### Brief
Rewrite the records below, from the line containing "Indicate a point on each instance of the white pant" through the end of the records, requests included, and offset every coordinate in the answers by adding 31 to each number.

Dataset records
* start *
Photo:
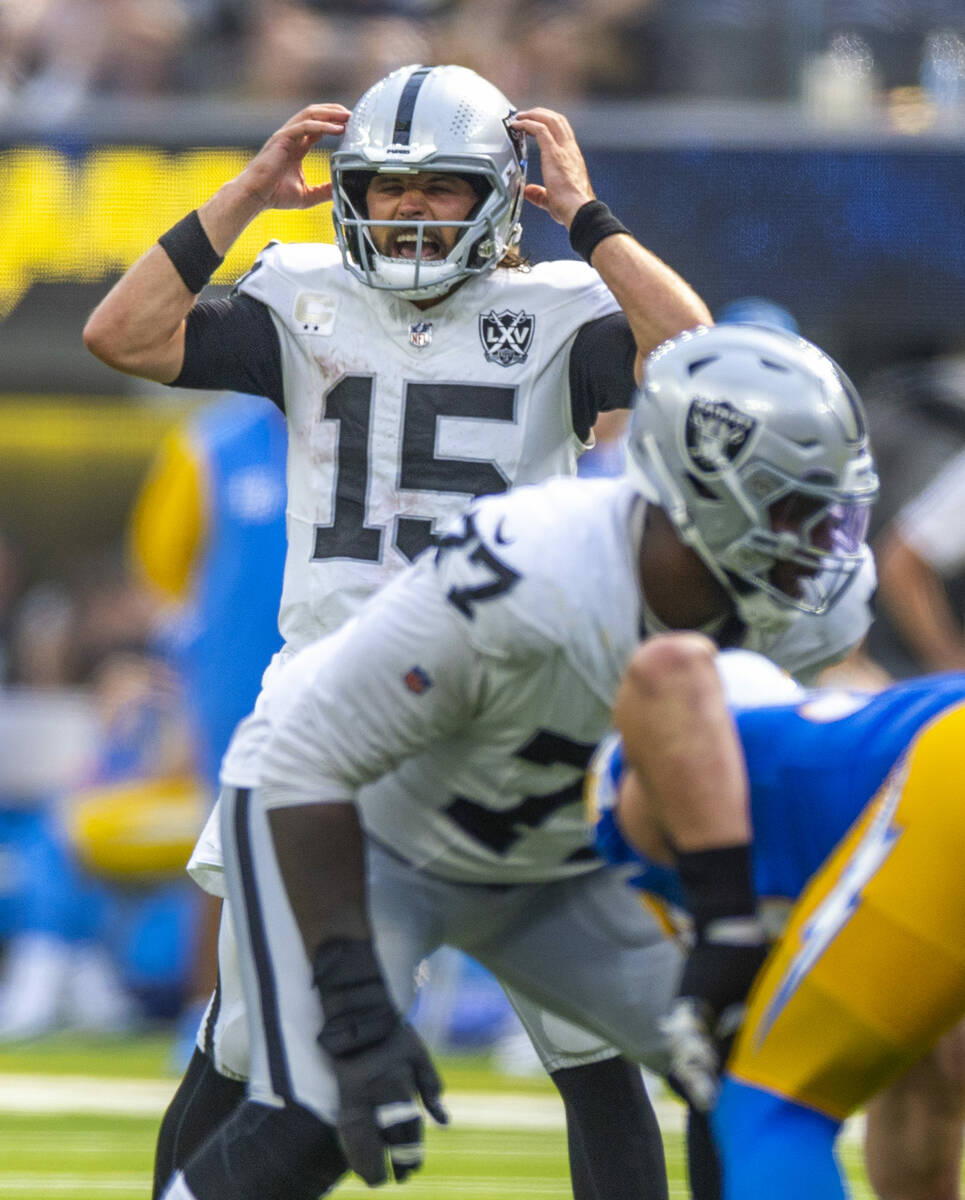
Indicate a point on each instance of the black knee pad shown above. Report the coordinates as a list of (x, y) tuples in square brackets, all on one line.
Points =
[(263, 1153)]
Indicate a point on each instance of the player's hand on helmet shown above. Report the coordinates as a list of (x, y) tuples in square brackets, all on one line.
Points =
[(275, 175), (565, 181), (381, 1066), (379, 1089)]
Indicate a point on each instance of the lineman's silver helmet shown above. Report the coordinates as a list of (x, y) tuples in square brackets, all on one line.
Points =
[(439, 119), (754, 443)]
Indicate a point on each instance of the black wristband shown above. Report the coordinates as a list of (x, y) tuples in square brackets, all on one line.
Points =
[(355, 1001), (718, 883), (592, 223), (191, 252)]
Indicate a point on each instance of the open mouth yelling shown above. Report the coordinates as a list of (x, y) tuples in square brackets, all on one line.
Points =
[(406, 245)]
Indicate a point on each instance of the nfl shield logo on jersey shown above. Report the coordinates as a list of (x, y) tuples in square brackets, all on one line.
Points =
[(420, 334), (715, 433), (505, 336)]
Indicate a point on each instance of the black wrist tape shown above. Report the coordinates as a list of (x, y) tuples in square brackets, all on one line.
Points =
[(718, 883), (355, 1001), (592, 223), (191, 252)]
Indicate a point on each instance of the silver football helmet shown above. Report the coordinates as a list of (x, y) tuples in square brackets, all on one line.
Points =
[(754, 443), (439, 119)]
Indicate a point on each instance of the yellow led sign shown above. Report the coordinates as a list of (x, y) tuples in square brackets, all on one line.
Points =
[(84, 219)]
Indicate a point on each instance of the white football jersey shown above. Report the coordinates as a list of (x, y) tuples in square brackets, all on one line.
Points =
[(399, 417), (462, 706)]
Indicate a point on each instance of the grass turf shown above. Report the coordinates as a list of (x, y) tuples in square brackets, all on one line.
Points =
[(45, 1156)]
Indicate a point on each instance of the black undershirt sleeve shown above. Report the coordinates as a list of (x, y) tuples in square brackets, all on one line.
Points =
[(601, 370), (233, 345)]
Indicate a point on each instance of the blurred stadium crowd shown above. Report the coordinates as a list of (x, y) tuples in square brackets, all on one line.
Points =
[(57, 53), (103, 666)]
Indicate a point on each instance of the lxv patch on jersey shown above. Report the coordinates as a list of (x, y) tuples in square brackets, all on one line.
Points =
[(507, 336)]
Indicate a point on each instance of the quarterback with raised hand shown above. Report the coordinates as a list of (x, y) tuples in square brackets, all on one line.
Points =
[(414, 779), (419, 363)]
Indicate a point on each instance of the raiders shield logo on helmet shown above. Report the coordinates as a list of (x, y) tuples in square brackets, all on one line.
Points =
[(715, 433), (505, 336)]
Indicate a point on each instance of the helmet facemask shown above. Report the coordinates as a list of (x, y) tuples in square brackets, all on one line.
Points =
[(441, 120), (483, 239)]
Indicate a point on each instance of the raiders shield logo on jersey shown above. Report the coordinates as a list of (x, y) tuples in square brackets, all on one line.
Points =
[(505, 336), (715, 433)]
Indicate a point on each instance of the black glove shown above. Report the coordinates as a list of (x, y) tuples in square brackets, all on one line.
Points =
[(381, 1065), (729, 951)]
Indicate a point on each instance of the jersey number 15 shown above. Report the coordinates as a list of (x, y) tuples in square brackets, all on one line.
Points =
[(349, 403)]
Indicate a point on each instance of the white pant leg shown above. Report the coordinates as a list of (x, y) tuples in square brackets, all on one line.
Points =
[(587, 951), (223, 1031), (558, 1043)]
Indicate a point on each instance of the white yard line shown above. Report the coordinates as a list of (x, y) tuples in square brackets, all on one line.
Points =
[(149, 1097)]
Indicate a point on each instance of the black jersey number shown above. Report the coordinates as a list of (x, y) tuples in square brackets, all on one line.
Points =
* end *
### Answer for the task
Indicate a point on each instance of the white pant leg shown above. Report the coordinates as a list of (x, y) tuples in square brackets, all on one line.
Points =
[(618, 982), (254, 1062), (589, 1074)]
Indicate a point on each instance of the white yard line shown above. Report the coordinates as a list of (x, y) tuples in square brackets, all on one line.
Points =
[(180, 1128)]
Indicate a point on each instance of the black jersey number shown above. Report the coordinates as a list of (x, y) tuples in square brackets, all on one line.
Points =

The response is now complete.